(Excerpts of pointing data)
__________

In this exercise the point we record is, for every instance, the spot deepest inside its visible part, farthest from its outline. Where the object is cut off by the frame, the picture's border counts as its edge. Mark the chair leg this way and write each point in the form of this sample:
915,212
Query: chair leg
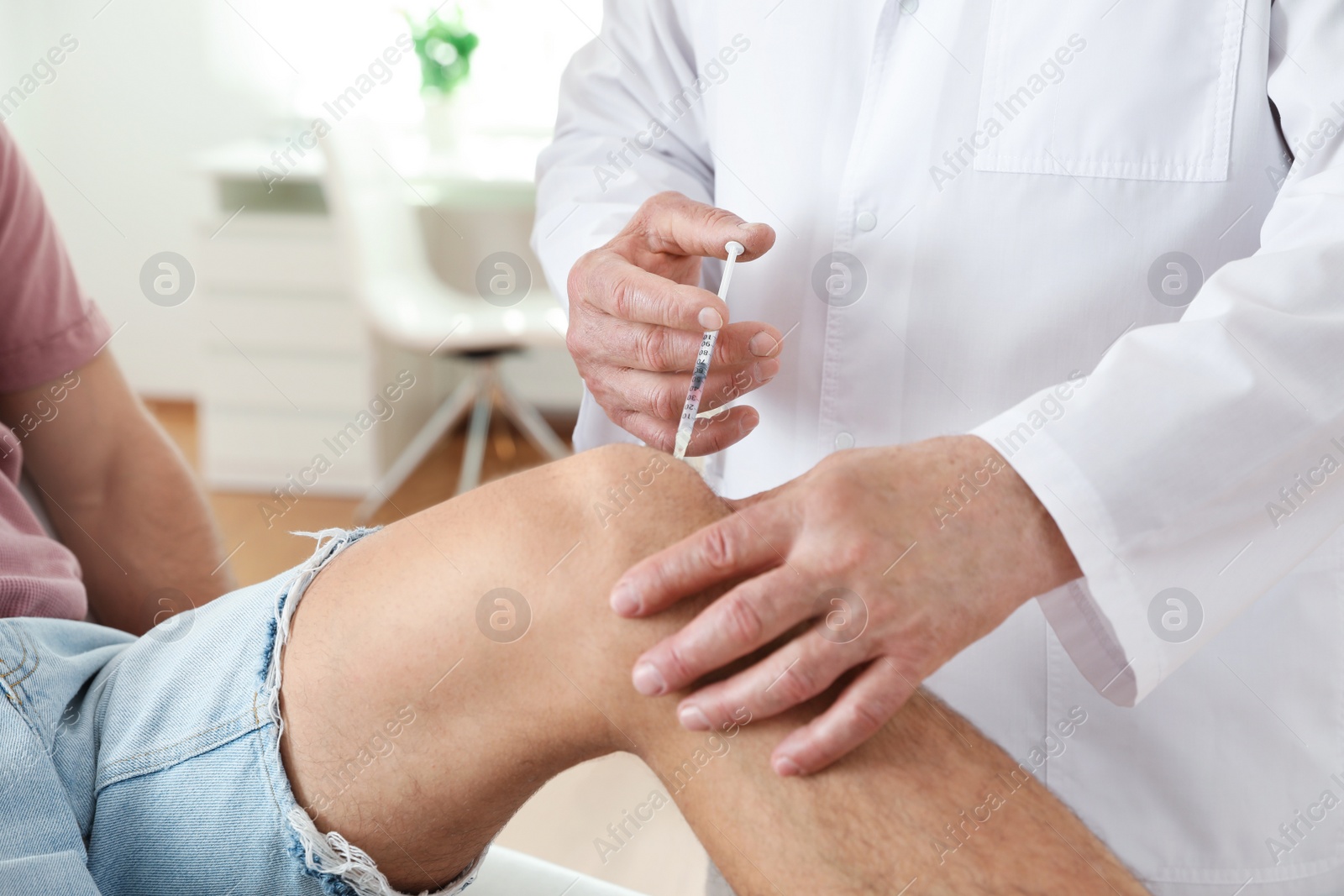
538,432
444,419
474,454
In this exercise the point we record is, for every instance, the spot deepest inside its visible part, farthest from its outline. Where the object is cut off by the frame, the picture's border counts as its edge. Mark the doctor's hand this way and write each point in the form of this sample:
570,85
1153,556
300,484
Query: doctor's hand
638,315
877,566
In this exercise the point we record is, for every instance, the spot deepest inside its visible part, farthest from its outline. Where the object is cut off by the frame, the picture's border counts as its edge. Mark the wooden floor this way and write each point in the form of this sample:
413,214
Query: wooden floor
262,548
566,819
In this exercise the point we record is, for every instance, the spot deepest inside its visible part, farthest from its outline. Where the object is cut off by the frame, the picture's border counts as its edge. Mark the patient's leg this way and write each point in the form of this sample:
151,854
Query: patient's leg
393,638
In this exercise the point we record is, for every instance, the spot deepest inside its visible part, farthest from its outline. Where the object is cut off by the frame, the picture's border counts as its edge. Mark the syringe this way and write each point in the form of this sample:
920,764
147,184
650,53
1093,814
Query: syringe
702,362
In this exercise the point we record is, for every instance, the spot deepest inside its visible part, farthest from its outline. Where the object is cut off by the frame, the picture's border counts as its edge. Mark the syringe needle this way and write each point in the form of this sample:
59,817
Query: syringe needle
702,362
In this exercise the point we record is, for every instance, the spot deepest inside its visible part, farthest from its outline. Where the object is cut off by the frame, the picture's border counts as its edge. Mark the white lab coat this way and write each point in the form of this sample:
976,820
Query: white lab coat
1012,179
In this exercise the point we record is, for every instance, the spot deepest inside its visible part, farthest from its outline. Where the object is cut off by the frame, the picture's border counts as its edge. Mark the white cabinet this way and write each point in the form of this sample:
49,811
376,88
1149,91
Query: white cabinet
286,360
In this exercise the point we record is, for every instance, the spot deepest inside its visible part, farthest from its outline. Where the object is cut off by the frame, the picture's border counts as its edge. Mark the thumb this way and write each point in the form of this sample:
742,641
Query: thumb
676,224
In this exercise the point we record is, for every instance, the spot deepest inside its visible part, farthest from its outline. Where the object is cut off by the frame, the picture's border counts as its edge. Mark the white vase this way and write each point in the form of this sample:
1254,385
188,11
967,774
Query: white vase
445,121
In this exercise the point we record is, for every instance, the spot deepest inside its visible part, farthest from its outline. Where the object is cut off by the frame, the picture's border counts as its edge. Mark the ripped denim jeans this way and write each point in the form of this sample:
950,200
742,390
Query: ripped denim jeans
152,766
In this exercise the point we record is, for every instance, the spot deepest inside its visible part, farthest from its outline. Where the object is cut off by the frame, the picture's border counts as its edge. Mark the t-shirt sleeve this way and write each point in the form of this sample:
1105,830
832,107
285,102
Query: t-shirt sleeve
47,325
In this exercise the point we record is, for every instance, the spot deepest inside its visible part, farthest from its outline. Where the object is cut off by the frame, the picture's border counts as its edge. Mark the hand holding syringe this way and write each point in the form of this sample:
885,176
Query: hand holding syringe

__________

Rewrite the records above, switching each "Query" to "Target" and keeping everything else the same. Leave the pictures out of your answer.

(Response)
In this exercise the point we record is, for every instance, the spot deepest inside its visible part, farthest from its outline. Where the object is cut off by the frame, the picture's border counts as its edge. Mark the chair leg this way and write each point in the form of this sample:
915,212
Target: chair leg
538,432
444,419
474,454
In this exercise the point we record is, for every instance, the spot deepest inside its visible part, farthest from its outline. Where the object is cut off by the frame, the picture's border counts as its edge. Mark the doctor's hand this way and write each point in the form of this sample:
570,85
1153,556
300,484
Target: doctor's hand
638,315
877,566
In this exercise the point we record is, for every instance, the spot deepest inside its visible part, farthest from its outline. Where the object is cut off by the frame, the picture's border counts as its edge. Mark the wooden floor this way and write each point in the form of this sample:
413,214
Target: wooden floor
262,548
566,819
In this exercise the point we record is, for every instance, the spot deepest inside its visible part, farthest from its outline. Where the object is cut off by the frame, the picture's border counts as its edge. Mark the patient's leg this way and write each point in the form of this sample:
151,854
Target: patient's leg
393,638
In this exercise the point we record is, for every instance, the spot deepest inside its visible part, farthest from its outline. Where the object is cut off by the frame, the picture's border counts as its edge. Mark the syringe this way and write each point in the form of this sample:
920,764
147,184
650,53
1093,814
Target: syringe
702,362
In this exercise the point we record is, for every instance, the spot deepest inside its visible part, farthest from its outline. Where the object is cut off by the frame, the picture's border counts as its edge. Mark the syringe needle this way and write each point in the form of this sample:
59,817
Target: syringe needle
702,362
In this exercise the point we record is, for every instance, the spot deepest inside its visible part, farthest from its outline. Where the object is cut off by the frame, the picture's border counts as its edge. Mark the white lab coat this way and write each point in the form of this sample:
976,820
Target: white lab coat
1012,179
In this exercise the point we record is, for every instance, the spot deepest inside its visible part, farthest from its outline. Where the object is cut off by the frame, the picture's border counts as its edge. Mark the white cabinet this way and write each point in the form of this sample:
49,811
376,88
1149,91
Target: white cabinet
286,360
In this exercise the point we record is, for every instance, the spot deepest inside its visible part, farthest from its outline. Where the object is cut off by the frame, the picture's border counts as its edge. Mark the thumb this way and write each point in the form of this sample:
742,641
Target: thumb
676,224
In this exercise the point we record is, for every instance, the spot deepest inside its visible part, farthest from its outline. Where the object is cut off by the frame, the picture's border counts as its edge. Mark the white vase this way and write each point in the form of this sample:
1254,385
188,11
967,774
Target: white vase
445,121
In this exercise the point we record is, for every instance, the spot deepest inside its visible part, farthest from its outline. Where the object is cut off by the frame, the picture's border counts as its edge. Mark the ripped denim jeans this way and write each point in the form of this sample:
950,200
742,390
Target: ripped denim jeans
152,766
In this exercise the point we record is, for every instance, the spot deepest inside its visible part, farthest from its outline. Where the object is cut off by the frame, the picture's border counts as its edge. Mark the t-shirt sleeve this way and write each point in the form of this sample:
1105,830
832,107
285,102
Target: t-shirt sleeve
47,325
In this exercise the point we record is, for every instance, the spot deepest inside its visible part, farthest from its outline. Where the object is cut off by the frame, the picture's border counts as its edge. Mark the hand holding syringe this way and write each point in the form of this sample:
885,176
Target: hand holding syringe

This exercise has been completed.